-------- Entries shown --------
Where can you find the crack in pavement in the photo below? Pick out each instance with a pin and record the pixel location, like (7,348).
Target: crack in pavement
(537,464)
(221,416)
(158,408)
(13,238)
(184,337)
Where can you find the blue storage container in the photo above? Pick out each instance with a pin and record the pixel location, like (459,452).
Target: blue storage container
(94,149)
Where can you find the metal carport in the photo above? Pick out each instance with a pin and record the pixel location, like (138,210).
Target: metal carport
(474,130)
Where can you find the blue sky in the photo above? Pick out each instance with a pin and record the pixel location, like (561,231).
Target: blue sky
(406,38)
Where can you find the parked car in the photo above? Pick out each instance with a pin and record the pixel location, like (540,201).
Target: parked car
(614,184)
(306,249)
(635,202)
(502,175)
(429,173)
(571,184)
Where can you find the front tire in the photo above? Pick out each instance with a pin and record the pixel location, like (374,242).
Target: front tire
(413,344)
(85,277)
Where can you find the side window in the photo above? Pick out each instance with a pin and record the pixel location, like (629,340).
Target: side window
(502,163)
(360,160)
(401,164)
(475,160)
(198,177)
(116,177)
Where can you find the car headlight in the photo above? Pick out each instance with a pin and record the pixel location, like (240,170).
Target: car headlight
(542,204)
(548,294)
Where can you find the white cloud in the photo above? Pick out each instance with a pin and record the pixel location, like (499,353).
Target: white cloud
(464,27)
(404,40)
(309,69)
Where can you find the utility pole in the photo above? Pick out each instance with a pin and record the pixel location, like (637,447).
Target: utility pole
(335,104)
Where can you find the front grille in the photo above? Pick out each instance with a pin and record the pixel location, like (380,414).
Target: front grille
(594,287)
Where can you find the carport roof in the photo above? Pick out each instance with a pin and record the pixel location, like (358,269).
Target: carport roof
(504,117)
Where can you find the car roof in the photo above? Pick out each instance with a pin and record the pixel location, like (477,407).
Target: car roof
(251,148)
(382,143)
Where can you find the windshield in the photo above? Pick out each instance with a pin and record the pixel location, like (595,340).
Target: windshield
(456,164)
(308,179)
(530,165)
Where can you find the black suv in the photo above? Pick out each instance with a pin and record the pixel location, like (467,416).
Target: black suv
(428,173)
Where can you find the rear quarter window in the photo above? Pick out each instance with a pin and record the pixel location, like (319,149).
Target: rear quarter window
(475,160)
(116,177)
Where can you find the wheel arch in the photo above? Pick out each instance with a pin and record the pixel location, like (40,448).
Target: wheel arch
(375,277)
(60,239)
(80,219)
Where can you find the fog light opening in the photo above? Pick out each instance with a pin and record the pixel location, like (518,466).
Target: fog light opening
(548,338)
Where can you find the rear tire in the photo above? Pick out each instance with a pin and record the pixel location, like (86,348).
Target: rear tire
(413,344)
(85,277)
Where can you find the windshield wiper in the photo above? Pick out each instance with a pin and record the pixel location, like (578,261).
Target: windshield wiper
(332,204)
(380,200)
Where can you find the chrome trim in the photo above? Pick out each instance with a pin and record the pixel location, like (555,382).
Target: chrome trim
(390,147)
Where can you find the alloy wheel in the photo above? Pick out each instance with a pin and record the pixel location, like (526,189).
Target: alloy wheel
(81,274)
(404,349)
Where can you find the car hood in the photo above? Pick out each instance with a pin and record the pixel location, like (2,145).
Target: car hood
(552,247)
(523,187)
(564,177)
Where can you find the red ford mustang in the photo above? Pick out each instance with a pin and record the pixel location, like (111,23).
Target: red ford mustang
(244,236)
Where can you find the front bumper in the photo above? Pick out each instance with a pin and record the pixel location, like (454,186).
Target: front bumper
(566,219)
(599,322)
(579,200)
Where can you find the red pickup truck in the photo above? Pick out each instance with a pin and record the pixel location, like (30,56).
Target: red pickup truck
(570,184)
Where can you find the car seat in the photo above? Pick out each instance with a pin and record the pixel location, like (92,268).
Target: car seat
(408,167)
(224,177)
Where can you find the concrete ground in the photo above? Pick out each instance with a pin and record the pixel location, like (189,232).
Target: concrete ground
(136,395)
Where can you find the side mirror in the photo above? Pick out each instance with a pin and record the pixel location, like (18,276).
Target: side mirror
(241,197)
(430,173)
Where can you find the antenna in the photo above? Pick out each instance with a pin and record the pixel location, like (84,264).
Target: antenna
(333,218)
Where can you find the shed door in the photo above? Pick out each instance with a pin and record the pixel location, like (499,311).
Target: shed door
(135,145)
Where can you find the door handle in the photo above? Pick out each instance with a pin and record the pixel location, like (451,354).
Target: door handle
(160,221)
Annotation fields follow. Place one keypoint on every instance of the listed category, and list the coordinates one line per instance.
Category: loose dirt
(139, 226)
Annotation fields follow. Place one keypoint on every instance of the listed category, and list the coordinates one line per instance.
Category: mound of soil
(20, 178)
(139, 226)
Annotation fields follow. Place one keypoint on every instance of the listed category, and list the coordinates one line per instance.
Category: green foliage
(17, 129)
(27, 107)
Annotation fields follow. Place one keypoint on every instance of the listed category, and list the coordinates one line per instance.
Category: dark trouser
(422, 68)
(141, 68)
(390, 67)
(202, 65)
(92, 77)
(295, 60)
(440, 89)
--------
Return the complete material exactly as it appears.

Result for this task:
Where can you find the crack in pavement in the photo below? Pick out each instance with a pin and record the pixel location, like (7,348).
Target: crack in pavement
(537,464)
(221,416)
(158,408)
(13,238)
(184,337)
Where can you find the blue storage container in the photo above? Pick out each instance with a pin and record the pixel location, like (459,452).
Target: blue storage container
(94,149)
Where can you find the metal carport in the photo above? Pick out each instance with a pin and record the pixel location, like (138,210).
Target: metal carport
(474,130)
Where can you find the blue sky in the photo above? Pick out each instance with a pin and record the pixel location, like (561,231).
Target: blue sky
(406,38)
Where can you find the parked car in the photo above? Pick out each instance with a pin and record the pixel location, like (540,201).
Target: parked car
(614,184)
(306,249)
(635,202)
(502,175)
(429,173)
(571,184)
Where can you find the front tire in the photo above? Pick out each instance with a pin and record the pixel location, like (374,242).
Target: front tire
(413,344)
(85,277)
Where can you find the side window in the photo above? Pick out each instance with a pin and record the pixel location, like (629,340).
Target: side window
(502,163)
(360,160)
(401,164)
(475,160)
(198,177)
(116,177)
Where can you find the car headlight in the photo above? Pick out each instance with a pin and record the pixel location, like (240,170).
Target: car headlight
(542,204)
(548,294)
Where can you find the white cloud in the photo above? Pick out each instance with a pin and record the pixel location, like (499,353).
Target: white cloud
(464,27)
(404,40)
(309,69)
Where can you find the utility pole in the photo above? Pick out each instance with a pin and record the pixel location, like (637,447).
Target: utility pole
(335,104)
Where can you find the front grille in the photo above? Pick out each instance with a pin and record the pixel location, like (380,414).
Target: front grille
(594,287)
Where can you find the carport roof in the photo above? Pick out each instance with a pin and record the pixel location, like (358,269).
Target: carport roof
(504,117)
Where can you find the car roof in the photo above? Pick out each instance with a pin and record the pixel location, like (477,407).
Target: car roof
(251,148)
(382,143)
Where can you find the windshield in the photo above? Pick out each instance with a pin and record the pixel location, like (595,340).
Target: windshield
(456,164)
(308,179)
(530,165)
Where can you find the black suv in the photo above? Pick out each instance with a pin and record the pixel location, like (467,416).
Target: black suv
(428,173)
Where can you find the rear quarter window in the photo above? Pick out each instance with a pin and record the pixel location, like (319,149).
Target: rear quarter window
(475,160)
(116,177)
Where can you find the wheel arch in the photo above? Pick out each instance with a pin and record the pixel location, like (40,448).
Target: wheel arch
(375,277)
(60,239)
(80,219)
Where can you find the fog light opening in the photo above? Pick out each instance with a pin and record the pixel location, like (518,466).
Target: fog light opening
(548,338)
Where can you find the rear tire in the photo above? Pick out each instance with a pin and record the pixel location, like (86,348).
Target: rear tire
(413,344)
(85,277)
Where can you find the windshield wiper in the photo above? Pick out each instance with a pin and record the pixel location, like (578,261).
Target: windshield wiper
(332,204)
(380,200)
Where can you find the chrome trim in the photo above? Pick out each instance with a pin and record the pixel location, like (555,382).
Target: chrome trim
(390,147)
Where can you find the alloy wheel in the photo above? Pick out each instance with a pin and record the pixel location, like (526,189).
Target: alloy wheel
(81,274)
(404,349)
Where can you find the car hood in the photo above? Pick out each instance with a pin and record the pixel location, like (2,145).
Target: car hood
(552,247)
(523,187)
(564,177)
Where can you find the red ford mustang in the photo above? Pick out each instance with a pin and record the pixel location, like (111,23).
Target: red ford mustang
(244,236)
Where can you find the front bumper in the photo above? Pick out each instance with a pin and record the pixel location, like (454,186).
Target: front bumper
(566,219)
(599,322)
(579,200)
Where can you find the red pickup truck in the photo above? Pick out each instance with a pin and record the pixel location, like (30,56).
Target: red pickup truck
(570,184)
Where can you find the car seat in the photo above? Pick out each instance with a pin and record the pixel location, like (92,268).
Target: car seat
(408,167)
(224,177)
Where can you find the concrete ground in the photo above? Pick out each instance with a pin and record the pixel location, like (189,232).
Target: concrete ground
(136,395)
Where can you find the side mirror in the photo above? Pick out each instance with a pin and record the pixel location, like (18,276).
Target: side mirror
(241,197)
(430,173)
Where can you find the antenna in the photo above? Pick out each instance with a pin and record the pixel location, like (84,264).
Target: antenna
(333,218)
Where can you find the shed door in the photo above? Pick out each instance with a pin and record the pixel location, like (499,311).
Target: shed door
(135,145)
Where can you find the door handle in the photo above? Pick out each instance with a pin and record the pixel location, like (451,354).
Target: door handle
(160,221)
Annotation fields follow. Place one keypoint on every instance of the listed category, and list the coordinates one line per instance.
Category: loose dirt
(139, 226)
Annotation fields follow. Place one keypoint on every instance of the listed category, and list the coordinates one line per instance.
Category: mound of soil
(20, 178)
(139, 226)
Annotation fields follow. Place one keypoint on every instance of the listed category, and list the coordinates one line per instance.
Category: green foliage
(17, 129)
(27, 107)
Annotation fields follow. Place one keypoint on every instance of the listed category, and list the coordinates one line per instance.
Category: dark trouser
(422, 68)
(141, 68)
(390, 67)
(202, 65)
(92, 77)
(295, 60)
(440, 89)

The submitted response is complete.